GIVEN EXERCISE:
Render every line of the listing below as a Markdown table with two columns, No. and Line, numbering the rows and omitting blank lines.

SUPPLIED DATA:
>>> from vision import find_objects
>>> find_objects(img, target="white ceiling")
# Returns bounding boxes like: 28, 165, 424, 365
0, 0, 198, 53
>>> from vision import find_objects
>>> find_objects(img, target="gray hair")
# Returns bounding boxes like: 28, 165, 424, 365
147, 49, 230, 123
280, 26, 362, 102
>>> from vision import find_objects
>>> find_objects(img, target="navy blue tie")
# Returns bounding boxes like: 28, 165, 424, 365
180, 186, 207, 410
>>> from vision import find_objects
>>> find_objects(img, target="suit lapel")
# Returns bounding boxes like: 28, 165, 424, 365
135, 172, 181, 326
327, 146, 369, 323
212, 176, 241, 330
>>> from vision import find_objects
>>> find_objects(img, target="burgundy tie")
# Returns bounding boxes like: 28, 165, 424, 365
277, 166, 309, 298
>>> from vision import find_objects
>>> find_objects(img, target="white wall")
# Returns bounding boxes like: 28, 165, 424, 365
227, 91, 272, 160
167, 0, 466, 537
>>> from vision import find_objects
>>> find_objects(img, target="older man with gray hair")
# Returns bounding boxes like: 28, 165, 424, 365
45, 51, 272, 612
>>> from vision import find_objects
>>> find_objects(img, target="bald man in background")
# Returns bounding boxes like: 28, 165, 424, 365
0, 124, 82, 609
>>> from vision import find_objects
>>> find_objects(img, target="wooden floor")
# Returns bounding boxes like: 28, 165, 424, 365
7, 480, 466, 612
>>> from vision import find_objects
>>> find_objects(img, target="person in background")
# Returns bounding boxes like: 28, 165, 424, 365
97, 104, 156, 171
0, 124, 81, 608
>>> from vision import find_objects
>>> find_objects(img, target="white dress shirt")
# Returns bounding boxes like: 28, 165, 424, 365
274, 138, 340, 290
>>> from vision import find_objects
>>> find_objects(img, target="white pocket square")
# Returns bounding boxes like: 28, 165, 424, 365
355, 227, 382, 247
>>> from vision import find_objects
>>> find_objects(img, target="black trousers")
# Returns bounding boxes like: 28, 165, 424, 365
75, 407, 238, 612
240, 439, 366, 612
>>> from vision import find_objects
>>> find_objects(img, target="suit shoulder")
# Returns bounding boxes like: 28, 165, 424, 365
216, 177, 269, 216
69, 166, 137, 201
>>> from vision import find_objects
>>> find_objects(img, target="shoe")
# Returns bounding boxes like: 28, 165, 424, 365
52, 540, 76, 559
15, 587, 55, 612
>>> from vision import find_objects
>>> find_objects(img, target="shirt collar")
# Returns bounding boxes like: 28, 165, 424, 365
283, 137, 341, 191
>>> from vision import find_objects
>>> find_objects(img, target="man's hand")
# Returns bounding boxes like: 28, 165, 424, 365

THE RESPONSE:
| No. | Line |
|---|---|
| 1 | >>> from vision import find_objects |
| 2 | >>> find_objects(img, target="white ceiling") |
| 3 | # Returns bounding boxes like: 28, 165, 424, 365 |
| 4 | 0, 0, 198, 53 |
| 5 | >>> from vision import find_objects |
| 6 | >>> find_objects(img, target="gray hair") |
| 7 | # Returns bounding boxes like: 28, 165, 424, 365 |
| 8 | 147, 49, 230, 123 |
| 9 | 280, 26, 362, 102 |
| 10 | >>> from vision import find_objects |
| 11 | >>> find_objects(img, target="navy blue tie") |
| 12 | # Returns bounding boxes like: 28, 165, 424, 365 |
| 13 | 180, 186, 207, 410 |
| 14 | >>> from vision import find_objects |
| 15 | >>> find_objects(img, target="suit lapel") |
| 16 | # Returns bounding boxes like: 28, 165, 424, 365 |
| 17 | 135, 172, 181, 326 |
| 18 | 327, 146, 369, 323 |
| 19 | 212, 176, 241, 330 |
| 20 | >>> from vision import find_objects |
| 21 | >>> find_objects(img, target="burgundy tie") |
| 22 | # Returns bounding boxes like: 28, 165, 424, 365 |
| 23 | 277, 166, 309, 298 |
| 24 | >>> from vision import find_objects |
| 25 | >>> find_objects(img, target="white wall") |
| 26 | # Returns bounding boxes like: 28, 165, 424, 365 |
| 27 | 227, 91, 272, 160 |
| 28 | 167, 0, 466, 537 |
| 29 | >>> from vision import find_objects |
| 30 | >>> find_objects(img, target="older man with gray hair") |
| 31 | # Returns bounding boxes like: 28, 165, 424, 365 |
| 32 | 45, 51, 272, 612 |
| 33 | >>> from vision import find_objects |
| 34 | >>> find_objects(img, target="bald man in background") |
| 35 | # Returns bounding boxes like: 28, 165, 424, 365 |
| 36 | 0, 124, 82, 609 |
| 37 | >>> from vision import find_objects |
| 38 | >>> find_objects(img, target="wooden floor") |
| 39 | # Returns bounding boxes like: 28, 165, 424, 365 |
| 40 | 7, 480, 466, 612 |
| 41 | >>> from vision import find_objects |
| 42 | >>> find_objects(img, target="person in background") |
| 43 | # Returns bounding boxes like: 28, 165, 424, 365 |
| 44 | 97, 104, 156, 171 |
| 45 | 0, 124, 81, 608 |
| 46 | >>> from vision import find_objects |
| 47 | >>> find_objects(img, target="white dress shirt") |
| 48 | # Returns bounding boxes like: 28, 165, 424, 365 |
| 49 | 274, 138, 340, 290 |
| 50 | >>> from vision import find_objects |
| 51 | >>> find_objects(img, target="white pocket square") |
| 52 | # Returns bounding boxes like: 28, 165, 424, 365 |
| 53 | 355, 227, 382, 247 |
| 54 | >>> from vision import find_objects |
| 55 | >>> find_objects(img, target="black trousers") |
| 56 | # Returns bounding boxes like: 28, 165, 424, 365 |
| 57 | 75, 407, 238, 612 |
| 58 | 240, 439, 366, 612 |
| 59 | >>> from vision import find_objects |
| 60 | >>> find_objects(img, target="suit shoulder") |
| 61 | # Returns bounding boxes like: 28, 165, 424, 365 |
| 62 | 216, 177, 269, 216 |
| 63 | 69, 166, 137, 201 |
| 64 | >>> from vision import find_objects |
| 65 | >>> find_objects(img, target="shoe") |
| 66 | # Returns bounding boxes like: 28, 165, 424, 365 |
| 67 | 52, 540, 76, 559 |
| 68 | 15, 587, 55, 612 |
| 69 | >>> from vision import find_objects |
| 70 | >>> find_objects(img, target="shirt collar") |
| 71 | # Returns bounding boxes like: 28, 165, 424, 365 |
| 72 | 283, 137, 341, 191 |
| 73 | >>> from vision import find_objects |
| 74 | >>> find_objects(img, target="man's hand") |
| 75 | # Returns bounding boxes like: 28, 165, 424, 365 |